# What you will do:
Return the entries from the line containing "Q: Point to the car headlight" through the line containing "x=499, y=316", copied unchanged, with nothing before or after them.
** Start of Given entries **
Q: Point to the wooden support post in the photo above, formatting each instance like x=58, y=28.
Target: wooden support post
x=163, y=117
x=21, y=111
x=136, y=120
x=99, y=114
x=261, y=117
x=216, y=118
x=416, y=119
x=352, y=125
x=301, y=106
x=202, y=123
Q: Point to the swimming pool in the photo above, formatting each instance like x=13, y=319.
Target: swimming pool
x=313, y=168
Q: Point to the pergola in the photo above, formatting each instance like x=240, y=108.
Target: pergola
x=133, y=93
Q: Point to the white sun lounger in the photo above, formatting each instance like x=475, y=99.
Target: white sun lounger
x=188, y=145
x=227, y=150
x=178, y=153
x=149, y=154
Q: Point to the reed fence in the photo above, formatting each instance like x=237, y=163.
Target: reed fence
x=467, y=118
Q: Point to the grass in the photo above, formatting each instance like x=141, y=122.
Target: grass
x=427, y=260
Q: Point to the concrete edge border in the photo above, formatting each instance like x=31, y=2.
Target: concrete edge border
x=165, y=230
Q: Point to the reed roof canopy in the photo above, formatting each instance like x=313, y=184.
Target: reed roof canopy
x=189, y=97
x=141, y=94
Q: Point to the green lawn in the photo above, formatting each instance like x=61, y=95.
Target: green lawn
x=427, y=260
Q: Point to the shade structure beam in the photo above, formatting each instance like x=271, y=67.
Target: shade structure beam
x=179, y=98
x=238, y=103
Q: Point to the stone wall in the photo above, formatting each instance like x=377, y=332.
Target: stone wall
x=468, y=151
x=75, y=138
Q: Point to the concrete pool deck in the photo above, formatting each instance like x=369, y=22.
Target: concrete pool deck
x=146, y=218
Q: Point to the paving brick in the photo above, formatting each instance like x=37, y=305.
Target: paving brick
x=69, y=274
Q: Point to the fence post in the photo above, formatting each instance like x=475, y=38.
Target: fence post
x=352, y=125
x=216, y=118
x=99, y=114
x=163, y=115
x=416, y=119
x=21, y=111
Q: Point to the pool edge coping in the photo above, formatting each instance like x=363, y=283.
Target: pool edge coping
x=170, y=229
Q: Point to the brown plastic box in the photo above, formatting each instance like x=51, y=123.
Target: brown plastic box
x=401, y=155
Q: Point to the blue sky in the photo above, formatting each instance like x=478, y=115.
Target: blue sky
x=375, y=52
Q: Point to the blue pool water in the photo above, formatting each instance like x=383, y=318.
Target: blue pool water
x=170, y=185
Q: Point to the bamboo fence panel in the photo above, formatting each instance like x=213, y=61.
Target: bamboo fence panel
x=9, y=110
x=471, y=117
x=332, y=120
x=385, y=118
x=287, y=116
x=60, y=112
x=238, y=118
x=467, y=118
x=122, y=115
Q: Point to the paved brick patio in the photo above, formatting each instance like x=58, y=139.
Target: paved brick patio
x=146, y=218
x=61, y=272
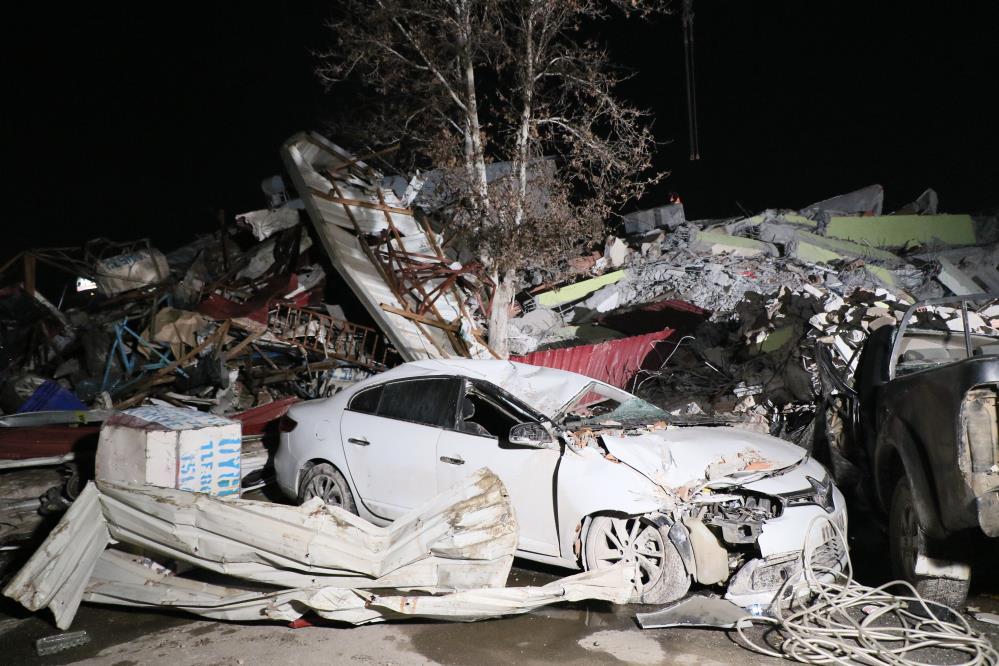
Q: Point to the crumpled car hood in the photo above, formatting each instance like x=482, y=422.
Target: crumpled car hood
x=674, y=457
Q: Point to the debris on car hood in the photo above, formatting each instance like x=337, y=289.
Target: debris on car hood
x=675, y=457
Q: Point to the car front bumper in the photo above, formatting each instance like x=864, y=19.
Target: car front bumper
x=757, y=582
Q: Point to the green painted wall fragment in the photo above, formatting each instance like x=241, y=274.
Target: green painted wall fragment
x=734, y=244
x=821, y=250
x=895, y=231
x=578, y=290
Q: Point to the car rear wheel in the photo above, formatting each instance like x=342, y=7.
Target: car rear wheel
x=662, y=576
x=327, y=483
x=907, y=542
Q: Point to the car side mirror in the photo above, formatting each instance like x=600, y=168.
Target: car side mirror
x=533, y=435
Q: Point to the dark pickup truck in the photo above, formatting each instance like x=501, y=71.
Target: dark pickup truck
x=919, y=422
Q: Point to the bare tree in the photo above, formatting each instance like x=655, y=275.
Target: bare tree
x=464, y=84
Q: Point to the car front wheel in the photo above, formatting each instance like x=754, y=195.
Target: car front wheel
x=662, y=576
x=327, y=483
x=907, y=542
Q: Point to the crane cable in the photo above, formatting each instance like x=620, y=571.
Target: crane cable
x=688, y=53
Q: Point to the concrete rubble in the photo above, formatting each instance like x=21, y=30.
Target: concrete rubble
x=348, y=272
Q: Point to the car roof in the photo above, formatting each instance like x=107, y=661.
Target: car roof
x=544, y=389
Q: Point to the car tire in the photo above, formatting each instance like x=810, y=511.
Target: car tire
x=327, y=483
x=906, y=541
x=662, y=574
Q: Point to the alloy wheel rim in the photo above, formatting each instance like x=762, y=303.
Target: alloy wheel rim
x=326, y=489
x=631, y=540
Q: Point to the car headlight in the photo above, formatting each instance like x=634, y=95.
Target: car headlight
x=820, y=494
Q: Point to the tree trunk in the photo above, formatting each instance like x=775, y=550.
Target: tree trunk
x=499, y=316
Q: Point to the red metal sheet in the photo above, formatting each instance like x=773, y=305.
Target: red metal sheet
x=256, y=420
x=44, y=441
x=614, y=362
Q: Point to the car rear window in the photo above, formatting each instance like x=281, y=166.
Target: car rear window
x=366, y=401
x=427, y=401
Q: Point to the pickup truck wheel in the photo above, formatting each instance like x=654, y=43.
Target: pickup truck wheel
x=327, y=483
x=662, y=575
x=907, y=541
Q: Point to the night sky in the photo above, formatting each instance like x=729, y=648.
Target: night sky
x=130, y=123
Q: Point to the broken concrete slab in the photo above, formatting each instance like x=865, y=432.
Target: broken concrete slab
x=865, y=201
x=925, y=204
x=616, y=251
x=899, y=231
x=577, y=290
x=669, y=216
x=699, y=611
x=265, y=223
x=815, y=249
x=955, y=279
x=718, y=242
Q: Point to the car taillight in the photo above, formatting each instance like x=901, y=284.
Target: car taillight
x=287, y=423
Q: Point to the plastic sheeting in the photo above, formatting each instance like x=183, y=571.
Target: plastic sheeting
x=464, y=538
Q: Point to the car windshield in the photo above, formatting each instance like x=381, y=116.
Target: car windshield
x=598, y=405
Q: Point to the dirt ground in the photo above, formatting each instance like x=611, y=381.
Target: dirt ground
x=593, y=633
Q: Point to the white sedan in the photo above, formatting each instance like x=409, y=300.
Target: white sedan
x=595, y=474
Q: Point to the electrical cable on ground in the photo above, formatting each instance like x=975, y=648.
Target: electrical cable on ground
x=844, y=622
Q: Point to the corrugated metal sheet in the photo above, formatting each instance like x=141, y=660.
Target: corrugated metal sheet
x=614, y=362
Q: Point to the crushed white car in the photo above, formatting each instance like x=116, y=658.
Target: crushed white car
x=595, y=474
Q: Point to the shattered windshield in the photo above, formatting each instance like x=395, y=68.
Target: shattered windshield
x=599, y=405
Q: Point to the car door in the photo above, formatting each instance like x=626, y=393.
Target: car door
x=390, y=434
x=527, y=473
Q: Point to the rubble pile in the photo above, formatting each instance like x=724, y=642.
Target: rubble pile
x=221, y=324
x=771, y=287
x=711, y=319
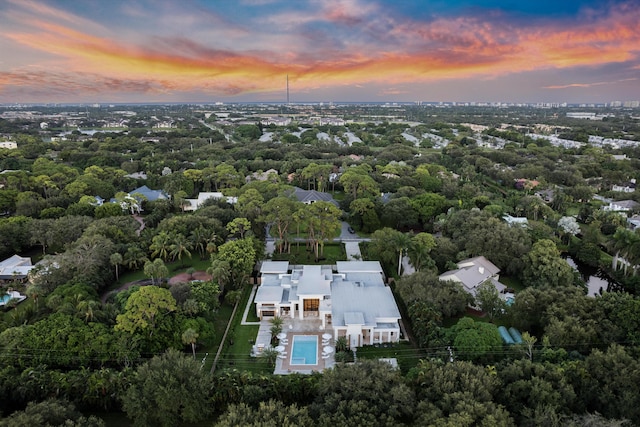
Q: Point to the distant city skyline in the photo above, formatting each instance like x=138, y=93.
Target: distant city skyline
x=61, y=51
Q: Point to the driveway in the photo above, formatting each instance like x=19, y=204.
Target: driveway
x=353, y=251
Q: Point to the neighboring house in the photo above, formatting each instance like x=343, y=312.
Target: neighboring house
x=515, y=221
x=633, y=222
x=545, y=195
x=627, y=187
x=137, y=175
x=621, y=206
x=149, y=194
x=472, y=272
x=15, y=267
x=525, y=184
x=311, y=196
x=9, y=145
x=193, y=204
x=353, y=300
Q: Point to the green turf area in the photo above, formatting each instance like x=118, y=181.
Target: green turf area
x=222, y=318
x=300, y=254
x=236, y=354
x=175, y=267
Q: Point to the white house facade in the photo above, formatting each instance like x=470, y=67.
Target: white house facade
x=353, y=300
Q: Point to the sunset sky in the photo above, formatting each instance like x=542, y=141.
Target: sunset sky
x=332, y=50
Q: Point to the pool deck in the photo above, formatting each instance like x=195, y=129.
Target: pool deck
x=292, y=327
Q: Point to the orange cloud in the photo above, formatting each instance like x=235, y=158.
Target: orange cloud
x=442, y=49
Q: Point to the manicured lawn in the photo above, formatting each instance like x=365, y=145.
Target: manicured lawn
x=220, y=324
x=175, y=267
x=407, y=355
x=236, y=354
x=300, y=254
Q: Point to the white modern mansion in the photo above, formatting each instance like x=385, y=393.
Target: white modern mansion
x=353, y=300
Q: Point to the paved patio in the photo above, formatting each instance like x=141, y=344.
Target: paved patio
x=291, y=327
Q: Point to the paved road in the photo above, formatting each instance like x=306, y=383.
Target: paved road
x=350, y=240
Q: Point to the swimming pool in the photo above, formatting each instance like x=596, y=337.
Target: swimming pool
x=304, y=350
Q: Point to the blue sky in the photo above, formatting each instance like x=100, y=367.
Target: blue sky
x=332, y=50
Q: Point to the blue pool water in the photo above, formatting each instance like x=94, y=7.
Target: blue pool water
x=304, y=350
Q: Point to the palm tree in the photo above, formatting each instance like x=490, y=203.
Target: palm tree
x=87, y=308
x=625, y=242
x=116, y=260
x=161, y=245
x=220, y=271
x=190, y=337
x=34, y=292
x=199, y=240
x=342, y=344
x=180, y=246
x=401, y=242
x=135, y=257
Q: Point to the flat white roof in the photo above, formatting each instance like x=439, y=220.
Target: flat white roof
x=359, y=266
x=373, y=302
x=269, y=294
x=353, y=318
x=313, y=281
x=275, y=267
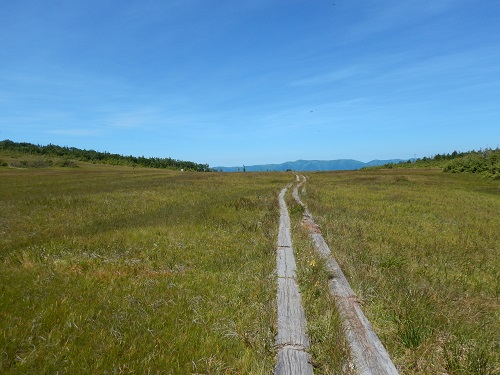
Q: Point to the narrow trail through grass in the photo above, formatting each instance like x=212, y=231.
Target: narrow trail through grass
x=291, y=339
x=368, y=354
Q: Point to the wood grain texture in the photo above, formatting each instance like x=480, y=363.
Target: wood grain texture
x=367, y=352
x=291, y=338
x=292, y=361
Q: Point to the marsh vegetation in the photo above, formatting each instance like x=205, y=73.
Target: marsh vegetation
x=107, y=269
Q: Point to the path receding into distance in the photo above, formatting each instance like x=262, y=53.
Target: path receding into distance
x=292, y=339
x=367, y=352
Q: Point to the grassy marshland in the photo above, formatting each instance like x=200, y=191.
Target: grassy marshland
x=421, y=249
x=120, y=270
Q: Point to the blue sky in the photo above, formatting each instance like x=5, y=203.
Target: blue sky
x=261, y=81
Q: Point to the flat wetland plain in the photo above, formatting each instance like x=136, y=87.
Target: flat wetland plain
x=119, y=270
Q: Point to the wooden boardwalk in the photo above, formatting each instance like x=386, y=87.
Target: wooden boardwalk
x=291, y=339
x=367, y=352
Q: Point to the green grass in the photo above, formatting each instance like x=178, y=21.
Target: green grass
x=421, y=250
x=120, y=270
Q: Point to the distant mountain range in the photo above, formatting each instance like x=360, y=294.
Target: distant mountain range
x=309, y=165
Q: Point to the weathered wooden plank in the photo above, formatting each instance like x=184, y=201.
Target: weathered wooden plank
x=292, y=361
x=291, y=338
x=291, y=316
x=367, y=352
x=285, y=262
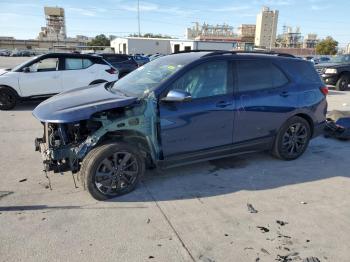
** End of Given entries **
# Response:
Q: Point to the car headlight in the photo above, formatting each instance like x=634, y=95.
Target: car headlight
x=820, y=494
Q: Point to the tree trunk in the photo above, formatting each instance like x=775, y=550.
Target: tree trunk
x=499, y=316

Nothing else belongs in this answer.